**Supplied material:**
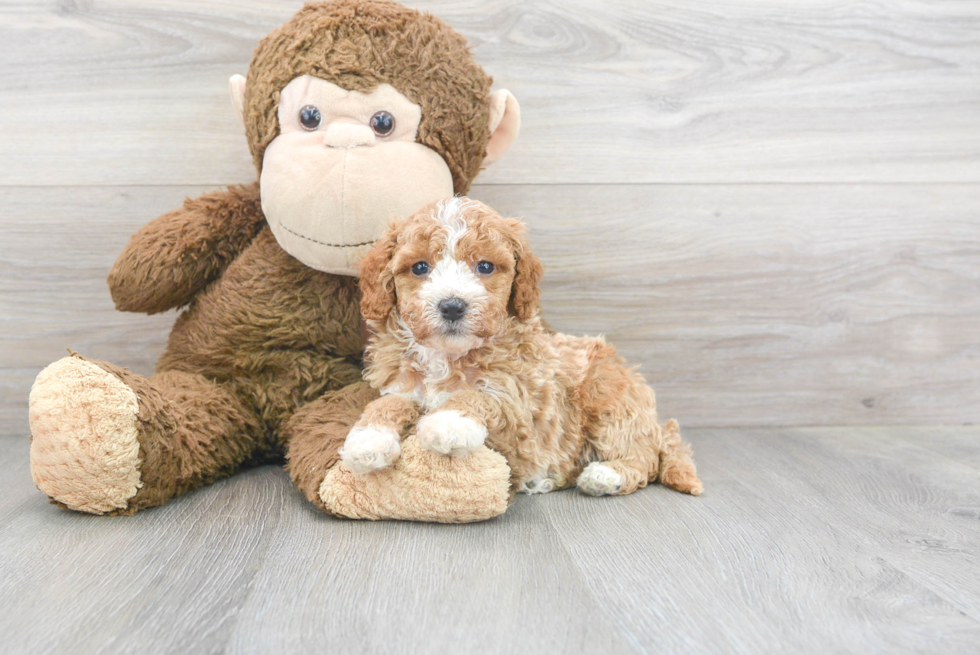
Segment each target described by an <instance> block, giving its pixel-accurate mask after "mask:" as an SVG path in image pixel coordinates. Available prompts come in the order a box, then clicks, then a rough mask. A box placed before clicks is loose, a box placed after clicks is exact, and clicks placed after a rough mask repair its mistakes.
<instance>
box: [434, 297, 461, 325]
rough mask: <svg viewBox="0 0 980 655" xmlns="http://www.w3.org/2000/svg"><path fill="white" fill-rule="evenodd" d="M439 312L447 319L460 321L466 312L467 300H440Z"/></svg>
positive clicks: (456, 299) (451, 298)
mask: <svg viewBox="0 0 980 655" xmlns="http://www.w3.org/2000/svg"><path fill="white" fill-rule="evenodd" d="M439 313H440V314H442V317H443V318H444V319H446V320H447V321H458V320H459V319H461V318H463V314H465V313H466V301H465V300H463V299H462V298H446V299H445V300H440V301H439Z"/></svg>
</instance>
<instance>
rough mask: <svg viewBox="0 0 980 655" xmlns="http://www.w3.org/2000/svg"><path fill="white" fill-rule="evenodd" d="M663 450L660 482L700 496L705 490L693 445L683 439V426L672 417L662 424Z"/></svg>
mask: <svg viewBox="0 0 980 655" xmlns="http://www.w3.org/2000/svg"><path fill="white" fill-rule="evenodd" d="M660 433H661V436H662V438H663V450H661V452H660V484H662V485H664V486H665V487H670V488H671V489H676V490H677V491H683V492H684V493H688V494H691V495H692V496H700V495H701V492H703V491H704V485H703V484H701V478H699V477H698V472H697V469H696V468H695V467H694V459H693V458H692V453H691V445H690V444H688V443H685V442H684V441H683V440H682V439H681V428H680V426H679V425H678V424H677V421H675V420H674V419H670V420H669V421H667V422H666V423H664V424H663V425H662V426H660Z"/></svg>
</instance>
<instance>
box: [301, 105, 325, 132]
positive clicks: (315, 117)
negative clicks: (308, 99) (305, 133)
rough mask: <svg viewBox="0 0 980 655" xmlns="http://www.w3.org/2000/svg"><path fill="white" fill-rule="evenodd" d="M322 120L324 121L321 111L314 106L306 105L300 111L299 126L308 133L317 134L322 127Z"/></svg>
mask: <svg viewBox="0 0 980 655" xmlns="http://www.w3.org/2000/svg"><path fill="white" fill-rule="evenodd" d="M321 120H323V119H322V118H321V116H320V110H319V109H317V108H316V107H314V106H313V105H306V106H305V107H303V108H302V109H300V110H299V124H300V125H302V126H303V129H304V130H306V131H307V132H315V131H316V129H317V128H318V127H320V121H321Z"/></svg>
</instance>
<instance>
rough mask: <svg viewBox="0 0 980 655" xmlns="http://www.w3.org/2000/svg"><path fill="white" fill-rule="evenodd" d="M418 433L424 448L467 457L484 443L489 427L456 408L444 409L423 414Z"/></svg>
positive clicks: (418, 426) (431, 450)
mask: <svg viewBox="0 0 980 655" xmlns="http://www.w3.org/2000/svg"><path fill="white" fill-rule="evenodd" d="M416 435H417V436H418V440H419V443H420V444H422V447H423V448H427V449H429V450H431V451H434V452H437V453H441V454H443V455H452V456H453V457H465V456H466V455H469V454H470V453H472V452H473V451H474V450H476V449H477V448H479V447H480V446H482V445H483V442H484V441H486V438H487V429H486V428H485V427H484V426H482V425H480V424H479V423H477V422H476V421H474V420H473V419H471V418H466V417H465V416H463V415H462V414H460V413H459V412H457V411H456V410H452V409H449V410H444V411H441V412H434V413H432V414H427V415H426V416H423V417H422V419H421V420H420V421H419V423H418V427H417V428H416Z"/></svg>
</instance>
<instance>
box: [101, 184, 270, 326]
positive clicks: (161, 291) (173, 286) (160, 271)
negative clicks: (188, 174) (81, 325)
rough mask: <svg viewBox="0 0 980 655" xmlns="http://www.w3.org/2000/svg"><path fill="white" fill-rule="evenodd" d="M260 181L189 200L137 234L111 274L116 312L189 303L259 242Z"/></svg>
mask: <svg viewBox="0 0 980 655" xmlns="http://www.w3.org/2000/svg"><path fill="white" fill-rule="evenodd" d="M263 221H264V216H263V214H262V204H261V201H260V199H259V185H258V183H255V184H251V185H248V186H236V187H229V188H228V189H226V190H223V191H215V192H213V193H207V194H205V195H203V196H201V197H200V198H195V199H193V200H192V199H187V200H185V201H184V206H183V207H182V208H181V209H177V210H175V211H172V212H168V213H166V214H164V215H163V216H160V217H159V218H157V219H155V220H153V221H151V222H150V223H148V224H147V225H145V226H144V227H143V228H142V229H141V230H139V231H138V232H137V233H136V234H134V235H133V236H132V237H131V238H130V240H129V243H128V244H126V247H125V248H124V249H123V251H122V253H120V255H119V258H118V259H116V263H115V264H114V265H113V267H112V270H111V271H110V272H109V291H110V292H111V293H112V299H113V301H115V303H116V309H118V310H120V311H124V312H144V313H147V314H156V313H158V312H162V311H166V310H168V309H171V308H172V307H178V306H180V305H185V304H187V303H188V302H190V301H191V300H192V299H193V298H194V296H195V295H196V294H197V292H198V291H200V290H201V289H203V288H204V287H205V286H206V285H207V284H208V282H211V281H212V280H214V279H215V278H216V277H218V275H220V274H221V272H222V271H223V270H224V268H225V267H226V266H227V265H228V264H229V263H230V262H231V261H232V260H233V259H235V257H237V256H238V254H239V253H240V252H241V251H242V250H243V249H244V248H245V246H247V245H248V243H249V242H250V241H251V240H252V239H253V238H255V236H256V235H257V234H258V233H259V230H260V229H261V227H262V224H263Z"/></svg>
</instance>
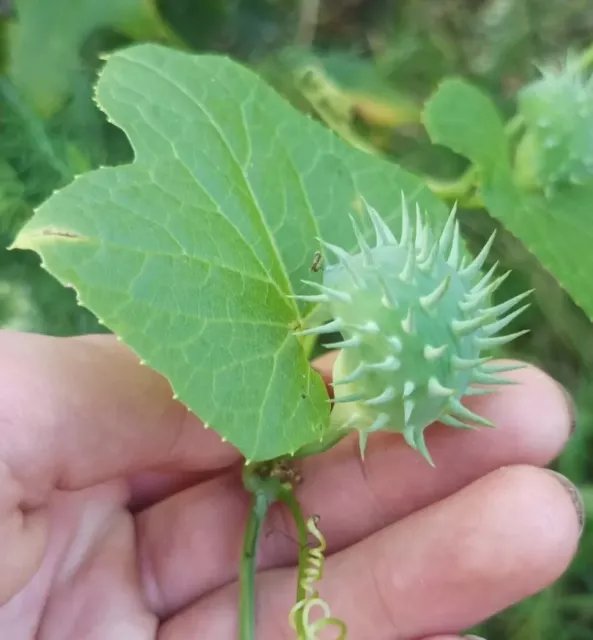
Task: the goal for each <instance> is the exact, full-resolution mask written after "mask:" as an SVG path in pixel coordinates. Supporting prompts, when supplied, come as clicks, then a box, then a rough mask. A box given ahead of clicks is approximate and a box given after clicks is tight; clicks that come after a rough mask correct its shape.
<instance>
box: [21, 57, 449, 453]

**What this task involves:**
Give back exactly the lines above, from the line containing "433L424 448L467 457L484" through the line containing "negative clicks: (188, 174) (81, 325)", with both end lines and nothing more.

**Response box:**
rough mask: <svg viewBox="0 0 980 655" xmlns="http://www.w3.org/2000/svg"><path fill="white" fill-rule="evenodd" d="M418 433L424 448L467 457L484 443L489 427L456 408L444 409L423 414Z"/></svg>
positive clicks: (418, 426) (431, 450)
mask: <svg viewBox="0 0 980 655" xmlns="http://www.w3.org/2000/svg"><path fill="white" fill-rule="evenodd" d="M416 435H417V436H418V440H419V443H420V444H422V447H423V448H427V449H429V450H431V451H434V452H437V453H441V454H443V455H452V456H453V457H465V456H466V455H469V454H470V453H472V452H473V451H474V450H476V449H477V448H479V447H480V446H482V445H483V442H484V441H486V438H487V429H486V428H485V427H484V426H482V425H480V424H479V423H477V422H476V421H474V420H473V419H471V418H466V417H465V416H463V415H462V414H460V413H459V412H457V411H456V410H452V409H449V410H444V411H441V412H434V413H432V414H427V415H426V416H423V417H422V419H421V420H420V421H419V423H418V427H417V428H416Z"/></svg>
</instance>
<instance>
box: [101, 184, 270, 326]
positive clicks: (161, 291) (173, 286) (160, 271)
negative clicks: (188, 174) (81, 325)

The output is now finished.